___ Records to use ___
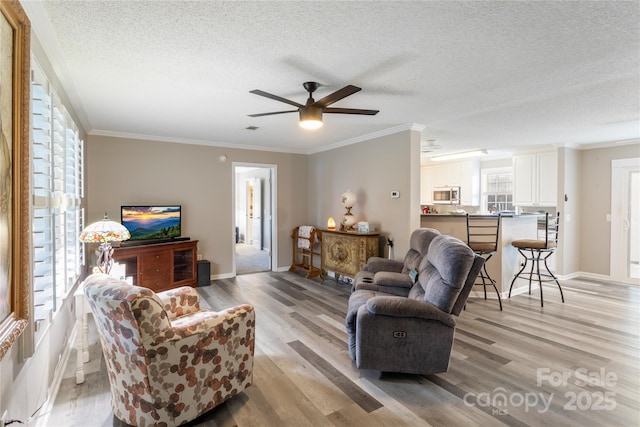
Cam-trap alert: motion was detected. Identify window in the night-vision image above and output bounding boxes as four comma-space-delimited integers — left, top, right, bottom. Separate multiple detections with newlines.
482, 167, 514, 213
31, 57, 85, 343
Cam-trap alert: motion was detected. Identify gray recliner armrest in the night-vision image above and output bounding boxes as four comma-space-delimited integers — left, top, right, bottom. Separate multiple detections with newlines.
366, 296, 456, 328
373, 271, 413, 288
362, 257, 404, 273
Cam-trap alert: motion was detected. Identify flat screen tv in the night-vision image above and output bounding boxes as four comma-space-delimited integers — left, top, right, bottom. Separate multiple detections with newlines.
120, 205, 182, 240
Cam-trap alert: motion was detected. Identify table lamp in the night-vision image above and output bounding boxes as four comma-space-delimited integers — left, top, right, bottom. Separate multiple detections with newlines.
80, 213, 131, 274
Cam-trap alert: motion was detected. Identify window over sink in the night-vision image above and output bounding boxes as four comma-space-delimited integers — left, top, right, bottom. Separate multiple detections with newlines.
481, 166, 514, 214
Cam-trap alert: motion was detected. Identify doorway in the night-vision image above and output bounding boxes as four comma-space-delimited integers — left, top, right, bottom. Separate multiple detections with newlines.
610, 158, 640, 284
233, 163, 276, 275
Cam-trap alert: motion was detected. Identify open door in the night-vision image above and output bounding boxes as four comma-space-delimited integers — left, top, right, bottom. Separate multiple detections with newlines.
251, 178, 264, 250
233, 163, 276, 275
610, 158, 640, 284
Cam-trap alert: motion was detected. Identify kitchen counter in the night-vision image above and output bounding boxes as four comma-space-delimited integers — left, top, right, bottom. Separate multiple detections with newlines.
420, 214, 555, 298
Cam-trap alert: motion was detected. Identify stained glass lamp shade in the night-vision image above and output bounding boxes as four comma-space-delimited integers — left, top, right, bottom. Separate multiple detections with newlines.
80, 214, 131, 274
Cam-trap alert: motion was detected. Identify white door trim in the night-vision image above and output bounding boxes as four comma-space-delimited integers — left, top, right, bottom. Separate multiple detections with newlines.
609, 157, 640, 284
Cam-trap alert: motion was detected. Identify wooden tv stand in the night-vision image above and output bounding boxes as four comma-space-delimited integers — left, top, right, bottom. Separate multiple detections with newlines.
113, 240, 198, 292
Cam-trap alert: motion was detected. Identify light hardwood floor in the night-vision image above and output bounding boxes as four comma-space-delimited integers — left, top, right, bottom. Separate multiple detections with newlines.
39, 273, 640, 427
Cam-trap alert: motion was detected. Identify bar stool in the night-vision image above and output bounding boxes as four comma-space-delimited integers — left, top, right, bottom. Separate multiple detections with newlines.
467, 214, 502, 311
509, 212, 564, 307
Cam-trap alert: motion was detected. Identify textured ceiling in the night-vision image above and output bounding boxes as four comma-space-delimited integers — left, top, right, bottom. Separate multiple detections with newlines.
23, 1, 640, 153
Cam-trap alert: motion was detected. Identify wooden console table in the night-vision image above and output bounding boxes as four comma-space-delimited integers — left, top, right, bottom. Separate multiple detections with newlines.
113, 240, 198, 292
322, 230, 380, 279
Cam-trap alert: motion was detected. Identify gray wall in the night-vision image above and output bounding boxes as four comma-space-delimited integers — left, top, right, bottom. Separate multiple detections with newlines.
573, 144, 640, 276
308, 130, 420, 259
87, 136, 308, 277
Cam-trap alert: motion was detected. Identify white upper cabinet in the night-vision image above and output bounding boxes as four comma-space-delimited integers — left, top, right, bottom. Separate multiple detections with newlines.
513, 151, 558, 206
420, 159, 480, 206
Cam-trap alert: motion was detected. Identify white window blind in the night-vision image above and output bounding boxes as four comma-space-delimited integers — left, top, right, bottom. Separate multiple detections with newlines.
482, 167, 514, 213
31, 58, 85, 343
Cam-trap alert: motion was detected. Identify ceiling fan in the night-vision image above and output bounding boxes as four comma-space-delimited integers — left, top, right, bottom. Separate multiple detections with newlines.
249, 82, 379, 129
___
[Task goal]: Please retype all of the rows above word for word, leaving out the pictures.

[Written answer]:
Cam-trap alert: motion was detected. Identify window in the night-vision image above and output bounding boxes as four comma-space-delimited integers — left, top, right, bottom. Separate multiple detections with newlines.
482, 167, 514, 213
31, 57, 85, 343
Cam-trap alert: motion was detected. Identify gray recliner armrest in the night-vision image above and output bounding boxes as four comma-space-delimited integers — left, top, right, bottom. Separate multiple detections with newlines.
366, 296, 456, 328
373, 271, 413, 288
362, 257, 404, 273
Cam-trap alert: motion was detected. Identify flat screen tv in the night-vision image above and output bounding boxes as four comma-space-delimited integers — left, top, right, bottom. Separate multiple detections with newlines.
120, 205, 182, 240
Cam-trap alert: motion was detected. Identify table lamp in the night-vision image above and output bounding boxes as four comma-space-delimited integers — left, top, right, bottom. Separate multiple detections with newlines.
80, 213, 131, 274
Cam-trap alert: motion was detected. Identify window over sink in the night-vision image above and output bounding boxes as four comma-space-delimited integers — left, top, right, bottom. Separate multiple detections with newlines.
481, 166, 514, 214
Cam-trap alert: motion was detected. Identify doorway in the night-vision image above and output bounding boxes as four comma-space-delimited integers — left, top, right, bottom. Separate multiple detections with newlines.
610, 158, 640, 284
233, 163, 276, 275
Cam-trap alert: motion was detected. Identify open door in the night-vision image above and output bounding boxes as four comma-space-delimited integers — left, top, right, bottom. Separate multiple detections with newlines.
251, 178, 264, 250
233, 163, 276, 275
610, 158, 640, 284
Cam-trap alert: motion was detected. Identify kitchen counter in the night-vision image above and output bounding boxes as four comma-space-delimited integers — left, top, right, bottom. Separate multiple detections with newlines.
420, 214, 555, 298
Cam-trap alert: motion was detected. Identify stained glass lamp shade in the night-vision image above and output bounding boxes as four comma-space-delimited integers — left, top, right, bottom. Separate multiple detections with newlines.
80, 214, 131, 274
Cam-trap alert: motion was detected. Identify white door trim in the night-vision image above and output bounding boxes as four comma-space-delimited integers — left, top, right, bottom. Separate multiple detections with newlines.
609, 157, 640, 284
Cam-trap alert: motion was detected. Identify wooden tv stand in the night-vision image above and output bounding boxes as four comma-space-delimited integers — left, top, right, bottom. Separate multiple detections with newlines.
113, 240, 198, 292
Cam-trap alert: motion was detected. Identify light hardwood floor in the night-vision image above and output bounding boxes as four comma-space-delimited integers — left, top, right, bottom. Separate multiple detections with newlines.
39, 273, 640, 427
Cam-trap alert: motion was detected. Identify bar stool in the night-vision image above and output bounding boxes as four comma-space-delimited integers — left, top, right, bottom. Separate multiple detections with newlines.
467, 214, 502, 311
509, 212, 564, 307
Cam-trap alert: motion was detected. Identify textured ceiling in the night-vision image above and output bounding boxes as four comma-space-delimited integers — left, top, right, bottom. Separate multiple detections with newlines.
23, 1, 640, 153
Cam-trap alert: motion was detected. Identify wooden console table in the night-vision image above and output bounding boxes as four comma-space-delimited integers — left, top, right, bottom. Separate multiple detections with newlines.
113, 240, 198, 292
322, 230, 380, 279
Cam-trap alert: motion was detected. Identify gray wall in the night-vision image above and output bounding boxes as four comma-space-delimited integers — left, top, right, bottom. Separate multiple detections with newlines.
573, 144, 640, 276
308, 130, 420, 259
87, 136, 308, 277
Cam-trap alert: motion was detected. Identify white upper cabinet in the night-vision image above and output bounding boxes as four comma-space-delimited integers — left, top, right, bottom. Separate multiple detections with newlines.
513, 151, 558, 206
420, 159, 480, 206
Cam-trap alert: motion was detected. Identify white window blind in the night-vision image above and output bounding boxes as four comma-space-delimited integers — left, top, right, bottom. Separate multiple detections with newlines.
482, 167, 514, 213
31, 58, 85, 343
Cam-trap alert: motion was detected. Identify ceiling fan in the night-vision image above and output bounding boxes as four comma-space-delimited integers — left, top, right, bottom. Separate multiple detections with newlines.
249, 82, 379, 129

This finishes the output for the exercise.